VPA Best Practices for Kubernetes Clusters

Struggling with resource allocation in Kubernetes? The Vertical Pod Autoscaler (VPA) adjusts CPU and memory based on actual usage, helping you reduce waste and improve stability. Here's what you need to know:

• Why Use VPA? It prevents over-provisioning (wasting resources) and under-provisioning (performance issues or OOM errors).
• Key Components:
  • Recommender: Analyses usage to suggest optimal resources.
  • Updater: Evicts and restarts pods with updated settings.
  • Admission Controller: Injects recommendations during pod creation.
• Modes:
  • Off: Observes usage without changes.
  • Initial: Updates resources only for new pods.
  • Recreate: Evicts pods to apply changes.
  • InPlaceOrRecreate: Updates without restarting, if possible (Kubernetes 1.27+).
• Setup Tips: Ensure Metrics Server is running, use CRDs, and configure resource limits (minAllowed/maxAllowed) for control.

For best results, combine VPA with Horizontal Pod Autoscaler (HPA) and Cluster Autoscaler (CA), but avoid overlapping metrics to prevent conflicts. Start with VPA in Off mode to test recommendations before automating updates. Properly configured, VPA can save 40–60% in cloud costs, translating to thousands per month for enterprise workloads.

Keep reading for installation steps, troubleshooting, and advanced strategies like integrating VPA with CI/CD pipelines and spot instances.

_COLLECTED MATERIAL_:
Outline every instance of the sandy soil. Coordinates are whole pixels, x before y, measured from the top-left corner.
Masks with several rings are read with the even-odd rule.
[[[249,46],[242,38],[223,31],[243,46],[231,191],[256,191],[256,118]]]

_YOUR INSTRUCTIONS_: Please continue the Vertical Pod Autoscaler article from its final sentence. The material is unrelated to the text on Vertical Pod Autoscaler best practices.

_ANSWER BELOW_:
Installing and Configuring VPA

VPA Requirements

Before setting up the Vertical Pod Autoscaler (VPA), ensure your cluster meets these key requirements:

The Metrics Server is essential since VPA relies on the metrics.k8s.io API to obtain resource usage data. You can confirm the Metrics Server is running by executing:

kubectl get deployment/metrics-server -n kube-system

For VPA versions 0.9 and above, Kubernetes 1.16 or newer is required. Older versions of VPA (0.4–0.7) are compatible with Kubernetes 1.11+ [6]. Unlike the Horizontal Pod Autoscaler, VPA isn't part of Kubernetes' core API. It must be installed separately using Custom Resource Definitions (CRDs). Additionally, you'll need cluster-admin privileges to perform the installation. For example, on Google Kubernetes Engine (GKE), you can assign the cluster-admin role to your Google identity. If you're installing manually, ensure you're using OpenSSL 1.1.1 or later, as this version supports the -addext option [6].

Installing VPA Components

To install VPA, clone the repository and run the installation script:

git clone https://github.com/kubernetes/autoscaler.git && cd autoscaler/vertical-pod-autoscaler && ./hack/vpa-up.sh

This script deploys the necessary CRDs and the three core components of VPA: Recommender, Updater, and Admission Controller. Once the installation is complete, verify the deployment by listing the pods in the kube-system namespace:

kubectl get pods -n kube-system

If you encounter an error like unknown option -addext, it indicates your OpenSSL version is outdated. Upgrade to OpenSSL 1.1.1 or newer, or use the 0.8 release branch of the VPA repository. For environments requiring high availability, you can deploy multiple instances of the Admission Controller and enable leader election for the Recommender and Updater by using the --leader-elect=true parameter.

Once VPA is up and running, you can move on to configuring resource limits.

Setting Resource Limits

To configure VPA for your workloads, define a VerticalPodAutoscaler resource with a targetRef pointing to the relevant workload. The critical part of the configuration lies in the resourcePolicy section, where you set the resource boundaries using minAllowed and maxAllowed. These boundaries ensure the VPA doesn't recommend resources that are too low during idle times or excessively high during sudden spikes.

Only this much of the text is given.